[Extracted data entries]
━━━━━━━━━━━━━━━━━━━━

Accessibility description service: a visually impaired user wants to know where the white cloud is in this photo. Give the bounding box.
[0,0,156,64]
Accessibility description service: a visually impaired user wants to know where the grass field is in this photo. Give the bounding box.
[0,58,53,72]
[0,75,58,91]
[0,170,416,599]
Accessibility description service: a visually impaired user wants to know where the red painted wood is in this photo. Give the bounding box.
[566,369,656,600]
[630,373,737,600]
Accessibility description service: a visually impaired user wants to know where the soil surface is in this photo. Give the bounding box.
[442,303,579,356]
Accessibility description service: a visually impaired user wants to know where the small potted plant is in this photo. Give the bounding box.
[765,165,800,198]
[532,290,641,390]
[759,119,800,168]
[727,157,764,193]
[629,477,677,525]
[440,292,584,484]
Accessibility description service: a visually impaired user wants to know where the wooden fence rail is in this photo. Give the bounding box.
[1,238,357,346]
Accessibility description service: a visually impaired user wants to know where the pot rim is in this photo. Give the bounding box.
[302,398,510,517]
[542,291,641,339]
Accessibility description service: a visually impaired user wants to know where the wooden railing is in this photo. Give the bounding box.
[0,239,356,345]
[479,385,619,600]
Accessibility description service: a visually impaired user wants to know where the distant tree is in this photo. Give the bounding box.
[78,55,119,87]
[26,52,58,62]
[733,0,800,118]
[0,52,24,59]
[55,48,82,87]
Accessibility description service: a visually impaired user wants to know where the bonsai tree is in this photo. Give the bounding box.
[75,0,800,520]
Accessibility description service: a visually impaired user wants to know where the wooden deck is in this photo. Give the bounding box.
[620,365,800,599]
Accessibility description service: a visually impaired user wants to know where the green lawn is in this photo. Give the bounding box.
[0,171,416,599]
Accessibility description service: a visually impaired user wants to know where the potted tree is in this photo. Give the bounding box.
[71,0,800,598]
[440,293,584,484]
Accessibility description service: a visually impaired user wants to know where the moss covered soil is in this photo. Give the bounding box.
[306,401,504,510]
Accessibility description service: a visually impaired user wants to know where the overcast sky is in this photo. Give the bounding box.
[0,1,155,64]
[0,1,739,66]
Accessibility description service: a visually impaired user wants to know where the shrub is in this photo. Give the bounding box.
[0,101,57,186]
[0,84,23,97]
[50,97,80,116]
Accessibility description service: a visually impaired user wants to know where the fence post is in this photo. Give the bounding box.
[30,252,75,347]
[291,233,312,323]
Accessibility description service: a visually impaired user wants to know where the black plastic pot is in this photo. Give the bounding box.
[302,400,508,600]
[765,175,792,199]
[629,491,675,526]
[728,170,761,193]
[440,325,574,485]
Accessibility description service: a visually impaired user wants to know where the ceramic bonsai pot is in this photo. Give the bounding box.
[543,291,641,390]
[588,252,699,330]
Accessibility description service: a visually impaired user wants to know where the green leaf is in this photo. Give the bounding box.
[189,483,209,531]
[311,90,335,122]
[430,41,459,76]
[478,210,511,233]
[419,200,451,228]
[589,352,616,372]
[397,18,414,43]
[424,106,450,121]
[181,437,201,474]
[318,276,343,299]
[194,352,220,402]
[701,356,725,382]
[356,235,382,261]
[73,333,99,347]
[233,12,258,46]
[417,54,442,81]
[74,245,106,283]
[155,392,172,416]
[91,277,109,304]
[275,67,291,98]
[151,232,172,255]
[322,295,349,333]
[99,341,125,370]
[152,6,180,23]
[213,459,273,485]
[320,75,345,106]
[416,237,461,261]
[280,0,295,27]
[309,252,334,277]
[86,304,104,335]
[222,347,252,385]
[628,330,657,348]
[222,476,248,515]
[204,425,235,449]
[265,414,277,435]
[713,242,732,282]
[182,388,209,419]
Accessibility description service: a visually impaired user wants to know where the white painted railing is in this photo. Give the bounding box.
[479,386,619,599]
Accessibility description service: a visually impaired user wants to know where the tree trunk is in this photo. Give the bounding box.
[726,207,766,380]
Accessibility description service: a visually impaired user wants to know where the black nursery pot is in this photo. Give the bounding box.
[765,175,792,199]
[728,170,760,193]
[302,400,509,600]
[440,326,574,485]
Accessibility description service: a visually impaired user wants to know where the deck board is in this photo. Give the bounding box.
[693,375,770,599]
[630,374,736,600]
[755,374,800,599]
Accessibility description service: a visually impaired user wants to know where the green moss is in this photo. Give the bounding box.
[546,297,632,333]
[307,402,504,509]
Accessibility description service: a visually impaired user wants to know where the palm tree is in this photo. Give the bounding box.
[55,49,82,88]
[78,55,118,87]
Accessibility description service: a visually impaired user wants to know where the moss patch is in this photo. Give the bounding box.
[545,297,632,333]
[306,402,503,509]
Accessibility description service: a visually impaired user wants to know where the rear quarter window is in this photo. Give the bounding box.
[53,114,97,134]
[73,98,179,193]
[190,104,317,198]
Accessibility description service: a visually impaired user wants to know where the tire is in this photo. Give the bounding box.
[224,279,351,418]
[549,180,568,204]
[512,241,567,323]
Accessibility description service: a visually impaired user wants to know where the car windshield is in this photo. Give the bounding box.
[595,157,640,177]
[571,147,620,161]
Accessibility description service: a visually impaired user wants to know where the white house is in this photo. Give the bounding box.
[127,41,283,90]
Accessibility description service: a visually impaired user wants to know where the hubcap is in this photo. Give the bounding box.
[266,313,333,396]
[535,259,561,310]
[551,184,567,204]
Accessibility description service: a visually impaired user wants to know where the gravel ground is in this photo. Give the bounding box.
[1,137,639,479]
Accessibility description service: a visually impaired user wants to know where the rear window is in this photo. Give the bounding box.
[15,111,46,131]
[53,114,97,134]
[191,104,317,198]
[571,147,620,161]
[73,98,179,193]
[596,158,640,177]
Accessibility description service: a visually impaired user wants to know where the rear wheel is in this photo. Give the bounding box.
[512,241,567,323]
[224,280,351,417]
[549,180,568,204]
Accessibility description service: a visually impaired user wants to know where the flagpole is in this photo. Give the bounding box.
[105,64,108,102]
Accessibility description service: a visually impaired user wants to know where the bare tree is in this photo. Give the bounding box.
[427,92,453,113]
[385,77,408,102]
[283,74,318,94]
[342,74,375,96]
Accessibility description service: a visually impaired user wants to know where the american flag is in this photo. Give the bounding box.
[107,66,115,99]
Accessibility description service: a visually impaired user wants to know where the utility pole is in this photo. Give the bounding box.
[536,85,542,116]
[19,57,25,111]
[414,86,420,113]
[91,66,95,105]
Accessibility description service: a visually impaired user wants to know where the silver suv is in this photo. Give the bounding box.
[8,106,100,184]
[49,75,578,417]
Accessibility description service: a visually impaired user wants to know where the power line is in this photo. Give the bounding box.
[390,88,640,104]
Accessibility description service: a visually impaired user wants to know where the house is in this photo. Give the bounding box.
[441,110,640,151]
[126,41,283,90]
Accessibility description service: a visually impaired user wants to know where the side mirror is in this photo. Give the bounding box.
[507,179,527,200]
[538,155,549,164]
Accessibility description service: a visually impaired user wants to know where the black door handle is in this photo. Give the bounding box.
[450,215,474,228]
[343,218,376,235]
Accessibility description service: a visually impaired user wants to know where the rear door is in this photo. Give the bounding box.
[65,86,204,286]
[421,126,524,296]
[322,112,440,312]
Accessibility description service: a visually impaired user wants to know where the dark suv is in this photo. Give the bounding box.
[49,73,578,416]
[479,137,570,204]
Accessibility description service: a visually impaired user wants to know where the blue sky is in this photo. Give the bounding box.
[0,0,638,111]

━━━━━━━━━━━━━━━━━━━━

Aim of the task:
All of the entries are to be transcribed exactly.

Solution to the exercise:
Accessibility description service: a visually impaired user wants to know where the white cloud is in this photo. Give the bounding box.
[0,0,156,64]
Accessibility description service: a visually impaired user wants to know where the grass field is in this photo. Give the bounding box.
[0,58,53,72]
[0,75,58,91]
[0,170,416,599]
Accessibility description service: a visually impaired user wants to know where the red painted wood is in this photo. Give the bounding box.
[566,369,656,600]
[630,373,737,600]
Accessibility description service: a visually impaired user wants to know where the soil surface is in this photo. Give the bounding box.
[442,303,579,356]
Accessibility description service: a visually impaired user wants to know where the small potted plant is in this photo. Give the bounding box.
[765,165,800,198]
[532,290,641,390]
[759,119,800,168]
[727,157,764,193]
[629,477,677,525]
[440,292,584,484]
Accessibility description service: a visually impaired user wants to know where the wooden fence rail is in this photo. Give the bounding box.
[1,238,357,346]
Accessibility description service: a visually impaired user wants to know where the pot rim is in this photo. Give the bounding box.
[302,398,510,517]
[542,291,641,339]
Accessibility description service: a visually impaired user wants to know where the wooden railing is in this photo. Give the bounding box.
[0,239,356,345]
[479,385,619,600]
Accessibility description service: a visually impaired user wants to know where the distant tree is in this photo. Give the bounding box.
[78,55,119,87]
[26,52,58,62]
[733,0,800,118]
[0,52,24,59]
[55,48,82,87]
Accessibility description service: a visually impaired user wants to know where the bonsai tree is in this photo. Give the bounding box.
[75,0,800,520]
Accessibility description service: a visually impaired user wants to know where the wooden deck is in this photo. Give the bounding box.
[620,365,800,599]
Accessibility description service: a visually impaired user wants to know where the green lawn is in this photo. Give the bounding box.
[0,171,416,599]
Accessibility description service: a visually impaired user wants to know where the potted tree is in this photo. Give the bounding box.
[71,0,800,598]
[440,293,584,484]
Accessibility description service: a visually impaired user wants to know where the moss covered soil is in this photo. Give the bounding box.
[306,401,504,510]
Accessibility description service: a visually impaired user wants to know where the overcast sky is in this photo. Give the bounding box.
[0,1,155,64]
[0,1,739,66]
Accessibility description service: a visually impaired user wants to know where the shrub is in this photo. Give the bounding box.
[0,101,57,186]
[0,84,23,97]
[50,97,80,116]
Accessibility description service: a visually impaired user wants to know where the fence post is in this photo. Give the bounding box.
[30,252,75,347]
[291,233,312,323]
Accessibility description service: a visually impaired user wants to know where the black plastic pot is in this photo. Give the bounding box.
[302,400,508,600]
[765,175,792,199]
[629,491,675,526]
[728,170,761,193]
[440,325,574,485]
Accessibility description service: a visually impaired user wants to know where the ceramic bonsai pot is in this photo. Give the bounding box.
[543,291,641,390]
[588,252,699,330]
Accessibility description service: a visually impaired user wants to know where the green leaf is in this photo. Give the bounding box.
[189,483,209,531]
[311,90,335,122]
[430,41,459,76]
[478,210,511,233]
[419,200,451,228]
[589,352,616,372]
[397,18,414,43]
[424,106,450,121]
[181,437,201,474]
[318,276,343,299]
[194,352,220,402]
[701,356,725,382]
[356,235,382,261]
[73,333,99,347]
[233,12,258,46]
[417,54,442,81]
[74,245,106,283]
[155,392,172,416]
[91,277,109,304]
[275,67,291,98]
[151,232,172,255]
[322,295,349,333]
[99,341,125,370]
[152,6,180,23]
[213,459,273,485]
[320,75,345,106]
[416,237,461,261]
[280,0,295,27]
[309,252,334,277]
[86,304,104,335]
[222,347,252,385]
[628,330,657,348]
[222,476,248,515]
[204,425,235,449]
[265,414,277,435]
[713,242,732,282]
[182,388,209,419]
Accessibility description service: a visually impaired user wants to know where the white painted railing is in this photo. Give the bounding box.
[479,386,619,599]
Accessibility description service: a visually impaired user wants to know where the tree trunk is in this photo. Give the bounding box.
[726,207,766,380]
Accessibility description service: a visually impaired user wants to know where the black nursery pot is in this photo. Give the bounding box.
[765,175,792,199]
[728,170,760,193]
[302,400,509,600]
[440,326,574,485]
Accessibility description service: a visually impaired user wants to know where the deck board is in this photo. Give the bounding box.
[693,375,770,599]
[630,374,736,600]
[755,374,800,599]
Accessibility description service: a visually impaired user wants to know where the green moss is in this photo. Give the bounding box.
[546,297,632,333]
[307,402,504,509]
Accessibility description service: a visually impaired user wants to know where the palm tree is in this photo. Give the bounding box.
[55,49,82,88]
[78,55,118,87]
Accessibility description service: a visually impaired user wants to know where the moss patch is in this photo. Give the bounding box.
[545,297,632,333]
[306,402,503,509]
Accessibility description service: a visually impaired user wants to know where the rear quarter window is in this photo. Give the bounding box.
[53,114,97,134]
[73,98,179,193]
[190,104,317,198]
Accessibility description service: a visually impaired user wants to know where the tire is in this photo. Give the bounding box.
[224,279,351,418]
[549,180,568,204]
[512,241,567,323]
Accessibility description service: a visually impaired user wants to know where the car windshield is in this photo. Give the bounding box.
[595,157,640,177]
[571,147,620,161]
Accessibility description service: a visually impaired user wants to know where the white house is in this photo. Give the bounding box.
[127,41,283,90]
Accessibility description service: a visually impaired user wants to know where the hubcap is in this photo. Give the bounding box.
[266,313,333,396]
[535,259,561,310]
[551,184,567,204]
Accessibility description service: a visually impaired user wants to know where the gravel ground is in this photo. Give the bounding box.
[1,137,639,479]
Accessibility description service: a visually impaired user wants to know where the rear window is in this photo. Give the bounding box.
[15,111,46,131]
[53,114,97,134]
[191,104,317,198]
[571,147,620,161]
[73,98,179,193]
[596,158,640,177]
Accessibility description service: a visually impaired user wants to know where the rear wheel is in this photo. Give the bounding box.
[512,241,567,323]
[224,280,351,417]
[549,180,568,204]
Accessibility description service: a visually impaired user wants to know where the flagpole is in this photo. Give the bounding box.
[105,64,108,102]
Accessibility description service: a visually impaired user wants to know where the bare tree is in this photo. Give the bounding box.
[427,92,453,113]
[385,77,408,102]
[283,74,318,94]
[342,74,375,96]
Accessibility description service: a visually impaired user wants to know where the american flag is in this photo. Give the bounding box.
[107,66,115,99]
Accessibility description service: a visually impaired user wants to know where the utility pole is in this photo. Give the bounding box.
[536,85,542,116]
[19,57,25,111]
[414,86,420,113]
[91,66,95,105]
Accessibility description service: a visually impaired user wants to know where the silver suv is in this photo. Give the bounding box.
[8,106,100,184]
[49,75,578,417]
Accessibility description service: a visually impaired user wants to know where the power line is in this photo. Give the bounding box.
[390,88,640,104]
Accessibility description service: a visually impaired user wants to know where the house is in this photo. Give the bounding box.
[441,110,640,151]
[126,41,283,90]
Accessibility description service: a visually impaired user wants to know where the side mirror is in this photo. Give the bounding box.
[507,179,527,200]
[538,155,549,164]
Accessibility description service: a visually impaired user wants to know where the black door handle is in this photo. Give the bounding box.
[450,215,474,228]
[343,218,376,235]
Accessibility description service: a visually impaired user wants to know where the rear door is in this photo. Give the bounding box.
[65,86,204,286]
[421,126,524,296]
[322,112,440,312]
Accessibility description service: a visually impaired user wants to know where the dark suv is in this photo. Give the bounding box.
[49,73,578,416]
[479,137,570,204]
Accessibility description service: a visually impaired user wants to know where the blue sky is in this photo. Give the bounding box.
[0,0,638,111]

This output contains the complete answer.